In other words, which subgroup of families made and kept appointments with the dietitian and psychologist and participated in monthly family groups most frequently in the IT groups, the low-, moderate-, or high-SMC families? We know from our recent research (7,8) at Joslin that extended contact can have a powerful role in facilitating diabetes management and improving health outcomes in youth with type 1 diabetes.

Long-term follow-up of the DCCT participants revealed that glycemic control in the IT patients deteriorated within the first year after concluding their participation in the resource-rich clinical trial. In fact, the significantly different average HbAlc levels of the IT patients and conventionally treated patients maintained over the DCCT (7.2 vs. 9.1%) converged at the end of the 4-year follow-up (7.9 vs. 8.2) (9). This raises the question: what will happen to the patients in the IT group of Wysocki et al. after participation in this clinical trial? Is it the intensive follow-up contact, intensive support, and more intense relationship with health care providers that drive glycemic improvement? Clearly, we hope that Wysocki et al. have the funding to continue to follow-up with their pediatric patients; doing so will allow them to investigate the stability and sustainability of the glycemic effect in IT patients across the three SMC groups in the absence of the intensive support provided over the l8-month study period. These findings raise larger and more daunting questions. How do we implement programs of IT in this era of shrinking resources and necessary resource allocation in chronic disease management? How do we translate and fund diabetes care of the quality and multidisciplinary scope seen in the DCCT and in the research of Wysocki et al. in our current health care marketplace outside the context of a clinical trial?
--------------------------------
**Work item**
Copy out the passage on sustaining glycemic control after intensive diabetes treatment in full, word for word.

**Input data**
--------------------------------
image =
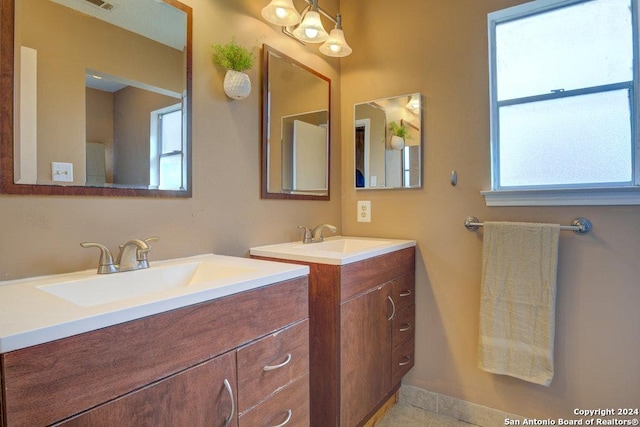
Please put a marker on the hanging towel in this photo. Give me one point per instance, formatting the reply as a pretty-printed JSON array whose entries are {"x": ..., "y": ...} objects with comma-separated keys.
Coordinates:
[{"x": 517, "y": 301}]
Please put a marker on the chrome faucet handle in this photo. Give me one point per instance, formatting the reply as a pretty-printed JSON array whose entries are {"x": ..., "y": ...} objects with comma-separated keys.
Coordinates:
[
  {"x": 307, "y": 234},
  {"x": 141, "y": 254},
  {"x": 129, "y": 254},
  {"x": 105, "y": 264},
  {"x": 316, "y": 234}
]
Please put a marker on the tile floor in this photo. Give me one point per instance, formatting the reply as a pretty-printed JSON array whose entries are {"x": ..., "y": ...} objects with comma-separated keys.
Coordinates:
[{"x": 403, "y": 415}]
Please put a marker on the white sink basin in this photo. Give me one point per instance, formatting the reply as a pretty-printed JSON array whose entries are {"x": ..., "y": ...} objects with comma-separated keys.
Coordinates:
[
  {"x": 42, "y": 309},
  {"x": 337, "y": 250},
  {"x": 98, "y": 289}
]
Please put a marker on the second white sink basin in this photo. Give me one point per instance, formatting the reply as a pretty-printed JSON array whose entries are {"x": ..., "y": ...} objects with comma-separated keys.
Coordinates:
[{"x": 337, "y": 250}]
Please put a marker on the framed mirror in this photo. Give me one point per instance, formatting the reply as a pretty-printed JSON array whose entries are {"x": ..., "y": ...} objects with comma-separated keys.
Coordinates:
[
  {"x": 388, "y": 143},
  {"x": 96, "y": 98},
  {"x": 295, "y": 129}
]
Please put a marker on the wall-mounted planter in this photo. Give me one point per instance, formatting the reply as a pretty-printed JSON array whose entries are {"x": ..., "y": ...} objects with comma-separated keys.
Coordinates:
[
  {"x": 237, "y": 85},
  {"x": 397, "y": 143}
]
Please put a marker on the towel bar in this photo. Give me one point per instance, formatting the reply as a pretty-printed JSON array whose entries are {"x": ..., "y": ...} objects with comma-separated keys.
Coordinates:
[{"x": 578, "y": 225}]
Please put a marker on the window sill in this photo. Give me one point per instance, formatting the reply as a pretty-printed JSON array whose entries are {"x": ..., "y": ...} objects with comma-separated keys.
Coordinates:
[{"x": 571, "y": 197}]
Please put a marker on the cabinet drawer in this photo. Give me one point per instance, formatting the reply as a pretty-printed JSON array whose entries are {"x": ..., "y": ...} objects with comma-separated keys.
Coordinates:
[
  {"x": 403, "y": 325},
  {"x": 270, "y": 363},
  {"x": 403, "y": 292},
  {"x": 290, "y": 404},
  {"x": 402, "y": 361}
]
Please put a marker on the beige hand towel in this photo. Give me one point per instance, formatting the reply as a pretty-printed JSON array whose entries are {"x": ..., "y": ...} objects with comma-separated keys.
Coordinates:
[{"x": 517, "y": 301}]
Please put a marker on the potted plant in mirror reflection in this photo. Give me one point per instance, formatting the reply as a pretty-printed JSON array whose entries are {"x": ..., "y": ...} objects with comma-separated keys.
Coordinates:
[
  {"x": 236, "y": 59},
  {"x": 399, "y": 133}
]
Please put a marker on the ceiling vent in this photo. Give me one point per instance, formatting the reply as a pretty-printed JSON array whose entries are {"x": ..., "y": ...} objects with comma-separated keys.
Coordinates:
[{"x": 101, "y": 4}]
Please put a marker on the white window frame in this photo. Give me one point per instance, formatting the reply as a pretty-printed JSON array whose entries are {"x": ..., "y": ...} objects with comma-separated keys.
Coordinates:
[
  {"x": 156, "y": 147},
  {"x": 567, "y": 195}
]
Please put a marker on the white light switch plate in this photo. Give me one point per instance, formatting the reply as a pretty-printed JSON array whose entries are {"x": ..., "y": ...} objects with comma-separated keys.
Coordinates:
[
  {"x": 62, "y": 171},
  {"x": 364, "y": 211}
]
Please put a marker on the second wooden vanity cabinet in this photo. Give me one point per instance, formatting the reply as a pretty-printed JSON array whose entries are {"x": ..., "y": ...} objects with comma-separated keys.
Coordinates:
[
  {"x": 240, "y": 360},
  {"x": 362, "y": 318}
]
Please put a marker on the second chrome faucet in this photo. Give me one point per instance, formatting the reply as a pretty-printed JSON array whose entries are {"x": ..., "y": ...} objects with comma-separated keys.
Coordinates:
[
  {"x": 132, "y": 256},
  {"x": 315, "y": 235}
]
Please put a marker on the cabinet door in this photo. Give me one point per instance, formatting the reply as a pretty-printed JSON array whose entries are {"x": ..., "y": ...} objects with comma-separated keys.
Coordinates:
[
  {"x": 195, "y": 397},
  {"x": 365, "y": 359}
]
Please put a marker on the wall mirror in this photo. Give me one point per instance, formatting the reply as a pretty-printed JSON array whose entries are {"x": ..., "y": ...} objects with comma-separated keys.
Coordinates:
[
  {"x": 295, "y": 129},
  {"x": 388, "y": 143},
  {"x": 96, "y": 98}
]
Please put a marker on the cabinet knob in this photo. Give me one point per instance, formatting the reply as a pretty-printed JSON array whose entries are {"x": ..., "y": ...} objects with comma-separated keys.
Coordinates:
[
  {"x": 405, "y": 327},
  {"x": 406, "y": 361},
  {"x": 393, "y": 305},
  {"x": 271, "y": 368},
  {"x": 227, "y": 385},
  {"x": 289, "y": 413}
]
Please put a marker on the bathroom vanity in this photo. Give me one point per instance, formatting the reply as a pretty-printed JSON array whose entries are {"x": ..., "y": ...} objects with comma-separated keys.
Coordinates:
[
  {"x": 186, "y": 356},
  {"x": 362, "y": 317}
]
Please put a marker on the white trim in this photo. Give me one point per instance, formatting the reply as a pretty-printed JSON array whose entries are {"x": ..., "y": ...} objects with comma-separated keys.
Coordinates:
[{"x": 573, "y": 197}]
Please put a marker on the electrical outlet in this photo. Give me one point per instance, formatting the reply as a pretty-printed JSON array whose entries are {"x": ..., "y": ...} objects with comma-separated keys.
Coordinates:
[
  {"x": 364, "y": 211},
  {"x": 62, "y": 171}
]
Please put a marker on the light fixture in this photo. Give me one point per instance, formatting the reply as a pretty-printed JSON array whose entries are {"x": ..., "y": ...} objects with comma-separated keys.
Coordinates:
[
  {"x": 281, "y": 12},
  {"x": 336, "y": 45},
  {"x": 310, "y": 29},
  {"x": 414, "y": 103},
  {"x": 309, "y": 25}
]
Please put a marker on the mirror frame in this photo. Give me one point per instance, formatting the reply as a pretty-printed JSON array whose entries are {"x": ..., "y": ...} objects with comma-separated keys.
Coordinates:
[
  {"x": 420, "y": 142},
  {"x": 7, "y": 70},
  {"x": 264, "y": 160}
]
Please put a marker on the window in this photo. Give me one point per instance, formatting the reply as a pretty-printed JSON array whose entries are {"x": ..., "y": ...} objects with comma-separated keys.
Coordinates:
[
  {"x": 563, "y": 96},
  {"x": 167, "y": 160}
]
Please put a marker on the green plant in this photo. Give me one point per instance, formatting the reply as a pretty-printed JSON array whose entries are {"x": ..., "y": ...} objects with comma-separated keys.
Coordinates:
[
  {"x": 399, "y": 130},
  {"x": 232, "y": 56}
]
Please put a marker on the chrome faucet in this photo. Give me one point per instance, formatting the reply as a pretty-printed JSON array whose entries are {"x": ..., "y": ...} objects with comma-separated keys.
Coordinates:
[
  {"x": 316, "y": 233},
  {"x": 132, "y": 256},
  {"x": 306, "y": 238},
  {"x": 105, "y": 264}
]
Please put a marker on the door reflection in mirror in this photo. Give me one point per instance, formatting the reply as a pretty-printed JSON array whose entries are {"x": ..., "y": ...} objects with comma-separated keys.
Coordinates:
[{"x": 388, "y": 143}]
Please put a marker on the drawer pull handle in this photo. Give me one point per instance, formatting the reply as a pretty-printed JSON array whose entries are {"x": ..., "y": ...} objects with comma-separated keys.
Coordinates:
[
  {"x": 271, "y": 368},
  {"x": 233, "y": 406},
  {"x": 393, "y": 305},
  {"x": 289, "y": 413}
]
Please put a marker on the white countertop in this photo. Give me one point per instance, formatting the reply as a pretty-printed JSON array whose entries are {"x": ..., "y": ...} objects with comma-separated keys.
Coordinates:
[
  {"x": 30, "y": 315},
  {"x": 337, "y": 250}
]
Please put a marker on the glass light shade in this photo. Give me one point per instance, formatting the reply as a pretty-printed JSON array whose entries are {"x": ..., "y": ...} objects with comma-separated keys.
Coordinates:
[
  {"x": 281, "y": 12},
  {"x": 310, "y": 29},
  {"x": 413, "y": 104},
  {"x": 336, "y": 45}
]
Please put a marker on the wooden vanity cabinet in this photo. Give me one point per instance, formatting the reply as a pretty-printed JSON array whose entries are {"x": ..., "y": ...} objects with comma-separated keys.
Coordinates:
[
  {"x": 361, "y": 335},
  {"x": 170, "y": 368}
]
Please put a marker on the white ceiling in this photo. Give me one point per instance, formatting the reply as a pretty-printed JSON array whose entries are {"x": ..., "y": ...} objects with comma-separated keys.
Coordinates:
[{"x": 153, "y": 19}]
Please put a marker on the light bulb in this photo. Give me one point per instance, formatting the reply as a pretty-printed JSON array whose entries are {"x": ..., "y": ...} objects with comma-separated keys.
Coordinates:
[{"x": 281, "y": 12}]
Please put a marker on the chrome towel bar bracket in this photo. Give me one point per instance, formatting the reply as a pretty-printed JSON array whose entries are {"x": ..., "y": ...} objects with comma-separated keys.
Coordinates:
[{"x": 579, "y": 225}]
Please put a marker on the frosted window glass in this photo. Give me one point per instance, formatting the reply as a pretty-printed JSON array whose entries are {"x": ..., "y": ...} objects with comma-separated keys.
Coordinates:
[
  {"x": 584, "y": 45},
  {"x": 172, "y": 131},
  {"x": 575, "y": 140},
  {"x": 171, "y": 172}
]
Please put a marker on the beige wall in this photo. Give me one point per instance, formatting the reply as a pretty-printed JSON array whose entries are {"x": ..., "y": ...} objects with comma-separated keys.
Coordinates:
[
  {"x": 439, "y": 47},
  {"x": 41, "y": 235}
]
--------------------------------
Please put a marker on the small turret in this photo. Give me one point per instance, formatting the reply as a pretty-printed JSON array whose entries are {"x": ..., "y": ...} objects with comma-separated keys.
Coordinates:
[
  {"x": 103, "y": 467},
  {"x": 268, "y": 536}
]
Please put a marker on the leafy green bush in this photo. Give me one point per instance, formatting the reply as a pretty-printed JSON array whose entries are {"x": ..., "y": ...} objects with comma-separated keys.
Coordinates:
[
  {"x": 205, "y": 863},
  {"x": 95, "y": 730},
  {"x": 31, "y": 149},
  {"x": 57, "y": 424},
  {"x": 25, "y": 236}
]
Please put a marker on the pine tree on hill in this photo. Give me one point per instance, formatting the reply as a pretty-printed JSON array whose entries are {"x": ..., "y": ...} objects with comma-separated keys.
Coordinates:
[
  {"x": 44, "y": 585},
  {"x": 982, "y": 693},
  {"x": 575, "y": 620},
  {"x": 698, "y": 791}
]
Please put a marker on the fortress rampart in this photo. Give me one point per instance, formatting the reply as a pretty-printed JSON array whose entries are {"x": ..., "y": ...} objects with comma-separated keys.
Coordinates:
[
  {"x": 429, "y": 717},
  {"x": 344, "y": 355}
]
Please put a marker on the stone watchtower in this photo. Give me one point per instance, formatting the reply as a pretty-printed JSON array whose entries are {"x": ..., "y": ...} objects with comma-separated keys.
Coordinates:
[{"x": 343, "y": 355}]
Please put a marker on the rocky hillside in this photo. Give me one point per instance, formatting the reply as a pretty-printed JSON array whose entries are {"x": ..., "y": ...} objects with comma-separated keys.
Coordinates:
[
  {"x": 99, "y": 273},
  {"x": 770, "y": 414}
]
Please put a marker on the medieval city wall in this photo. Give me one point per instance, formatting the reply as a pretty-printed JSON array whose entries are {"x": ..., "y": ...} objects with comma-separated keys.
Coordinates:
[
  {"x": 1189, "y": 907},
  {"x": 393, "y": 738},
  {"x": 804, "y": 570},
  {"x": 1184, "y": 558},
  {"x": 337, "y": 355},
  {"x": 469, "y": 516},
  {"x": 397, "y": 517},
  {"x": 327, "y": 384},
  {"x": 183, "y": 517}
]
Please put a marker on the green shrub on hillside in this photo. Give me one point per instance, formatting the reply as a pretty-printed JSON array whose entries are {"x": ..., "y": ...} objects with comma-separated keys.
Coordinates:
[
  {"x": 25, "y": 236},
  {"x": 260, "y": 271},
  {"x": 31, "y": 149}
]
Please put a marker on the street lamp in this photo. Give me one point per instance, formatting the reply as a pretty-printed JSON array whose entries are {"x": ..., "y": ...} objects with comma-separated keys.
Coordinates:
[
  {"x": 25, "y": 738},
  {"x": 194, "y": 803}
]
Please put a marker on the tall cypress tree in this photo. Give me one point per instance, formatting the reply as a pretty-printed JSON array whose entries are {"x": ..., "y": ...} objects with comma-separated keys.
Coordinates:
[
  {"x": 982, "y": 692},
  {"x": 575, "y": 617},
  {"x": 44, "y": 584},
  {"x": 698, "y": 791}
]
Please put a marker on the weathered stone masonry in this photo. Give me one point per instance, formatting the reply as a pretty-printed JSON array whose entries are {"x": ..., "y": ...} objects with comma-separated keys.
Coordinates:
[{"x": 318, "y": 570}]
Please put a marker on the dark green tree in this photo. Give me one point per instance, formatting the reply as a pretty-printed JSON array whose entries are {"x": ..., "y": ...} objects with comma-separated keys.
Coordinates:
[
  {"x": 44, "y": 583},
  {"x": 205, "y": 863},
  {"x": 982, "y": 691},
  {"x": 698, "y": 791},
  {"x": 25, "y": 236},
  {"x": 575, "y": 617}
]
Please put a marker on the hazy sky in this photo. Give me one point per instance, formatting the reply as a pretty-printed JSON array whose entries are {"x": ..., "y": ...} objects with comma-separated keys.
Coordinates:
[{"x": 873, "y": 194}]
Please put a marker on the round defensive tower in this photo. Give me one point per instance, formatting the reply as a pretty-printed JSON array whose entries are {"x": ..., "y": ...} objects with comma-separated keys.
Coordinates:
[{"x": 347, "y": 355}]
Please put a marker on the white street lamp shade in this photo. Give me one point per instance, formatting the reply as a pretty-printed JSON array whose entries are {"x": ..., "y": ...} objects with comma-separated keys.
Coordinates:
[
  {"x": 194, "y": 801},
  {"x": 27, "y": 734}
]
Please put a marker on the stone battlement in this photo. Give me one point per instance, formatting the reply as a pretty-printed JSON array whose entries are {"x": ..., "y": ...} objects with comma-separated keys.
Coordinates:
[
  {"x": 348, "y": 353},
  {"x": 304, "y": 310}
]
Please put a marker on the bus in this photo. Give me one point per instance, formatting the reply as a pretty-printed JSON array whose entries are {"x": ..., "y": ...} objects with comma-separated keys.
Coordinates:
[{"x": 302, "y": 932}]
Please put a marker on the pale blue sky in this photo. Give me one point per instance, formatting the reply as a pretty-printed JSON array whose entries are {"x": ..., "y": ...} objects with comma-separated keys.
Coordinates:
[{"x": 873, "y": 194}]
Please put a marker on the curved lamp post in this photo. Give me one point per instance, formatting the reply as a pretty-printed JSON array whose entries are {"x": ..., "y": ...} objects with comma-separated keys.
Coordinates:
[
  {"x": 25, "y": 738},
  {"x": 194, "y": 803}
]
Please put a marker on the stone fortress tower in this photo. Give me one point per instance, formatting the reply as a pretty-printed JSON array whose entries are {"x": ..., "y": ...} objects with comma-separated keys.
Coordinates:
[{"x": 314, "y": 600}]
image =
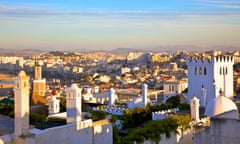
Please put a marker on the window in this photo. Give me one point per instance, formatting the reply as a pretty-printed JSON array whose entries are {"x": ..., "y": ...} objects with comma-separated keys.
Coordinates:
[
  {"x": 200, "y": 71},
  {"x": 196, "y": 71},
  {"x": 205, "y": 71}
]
--------------------------------
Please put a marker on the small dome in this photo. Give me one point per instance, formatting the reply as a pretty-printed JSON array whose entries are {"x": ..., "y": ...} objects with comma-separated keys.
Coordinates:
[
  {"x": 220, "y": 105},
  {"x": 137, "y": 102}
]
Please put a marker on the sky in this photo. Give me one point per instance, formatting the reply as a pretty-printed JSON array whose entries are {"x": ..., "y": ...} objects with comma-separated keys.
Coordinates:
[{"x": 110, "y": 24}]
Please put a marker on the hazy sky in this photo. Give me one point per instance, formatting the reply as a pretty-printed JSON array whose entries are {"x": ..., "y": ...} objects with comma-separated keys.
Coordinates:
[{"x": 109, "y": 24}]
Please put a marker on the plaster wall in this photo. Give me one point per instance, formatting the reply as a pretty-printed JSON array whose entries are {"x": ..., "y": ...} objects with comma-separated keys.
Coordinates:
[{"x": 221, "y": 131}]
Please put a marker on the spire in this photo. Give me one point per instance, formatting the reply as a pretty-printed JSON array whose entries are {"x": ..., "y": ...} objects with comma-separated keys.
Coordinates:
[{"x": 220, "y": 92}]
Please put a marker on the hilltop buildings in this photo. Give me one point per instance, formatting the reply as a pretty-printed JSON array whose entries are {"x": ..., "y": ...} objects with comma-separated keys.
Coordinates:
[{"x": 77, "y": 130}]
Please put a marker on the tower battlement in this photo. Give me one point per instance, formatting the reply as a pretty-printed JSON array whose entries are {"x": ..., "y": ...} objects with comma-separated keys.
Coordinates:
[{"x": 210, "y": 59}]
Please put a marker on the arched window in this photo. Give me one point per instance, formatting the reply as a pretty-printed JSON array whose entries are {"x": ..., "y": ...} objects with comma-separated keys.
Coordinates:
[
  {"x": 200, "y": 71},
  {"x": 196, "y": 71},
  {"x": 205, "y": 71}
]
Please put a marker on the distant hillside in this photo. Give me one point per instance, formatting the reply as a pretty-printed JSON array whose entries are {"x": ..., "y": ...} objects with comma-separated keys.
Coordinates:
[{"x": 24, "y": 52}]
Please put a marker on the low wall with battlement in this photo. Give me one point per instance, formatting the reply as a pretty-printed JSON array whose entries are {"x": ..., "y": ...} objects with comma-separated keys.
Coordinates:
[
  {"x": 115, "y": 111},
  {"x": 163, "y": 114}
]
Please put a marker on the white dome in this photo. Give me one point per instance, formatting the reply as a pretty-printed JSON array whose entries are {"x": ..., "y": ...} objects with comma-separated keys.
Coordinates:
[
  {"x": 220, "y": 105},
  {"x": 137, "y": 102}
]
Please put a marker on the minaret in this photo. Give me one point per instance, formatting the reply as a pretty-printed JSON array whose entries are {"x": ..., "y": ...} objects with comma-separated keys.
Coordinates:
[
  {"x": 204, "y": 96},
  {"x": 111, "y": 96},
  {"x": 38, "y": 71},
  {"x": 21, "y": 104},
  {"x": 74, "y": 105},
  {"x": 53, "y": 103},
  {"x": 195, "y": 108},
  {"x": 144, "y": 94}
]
--------------------------------
**Task result**
In other words, which subgroup of families made and kept appointments with the dietitian and psychologist and participated in monthly family groups most frequently in the IT groups, the low-, moderate-, or high-SMC families? We know from our recent research (7,8) at Joslin that extended contact can have a powerful role in facilitating diabetes management and improving health outcomes in youth with type 1 diabetes.

Long-term follow-up of the DCCT participants revealed that glycemic control in the IT patients deteriorated within the first year after concluding their participation in the resource-rich clinical trial. In fact, the significantly different average HbAlc levels of the IT patients and conventionally treated patients maintained over the DCCT (7.2 vs. 9.1%) converged at the end of the 4-year follow-up (7.9 vs. 8.2) (9). This raises the question: what will happen to the patients in the IT group of Wysocki et al. after participation in this clinical trial? Is it the intensive follow-up contact, intensive support, and more intense relationship with health care providers that drive glycemic improvement? Clearly, we hope that Wysocki et al. have the funding to continue to follow-up with their pediatric patients; doing so will allow them to investigate the stability and sustainability of the glycemic effect in IT patients across the three SMC groups in the absence of the intensive support provided over the l8-month study period. These findings raise larger and more daunting questions. How do we implement programs of IT in this era of shrinking resources and necessary resource allocation in chronic disease management? How do we translate and fund diabetes care of the quality and multidisciplinary scope seen in the DCCT and in the research of Wysocki et al. in our current health care marketplace outside the context of a clinical trial?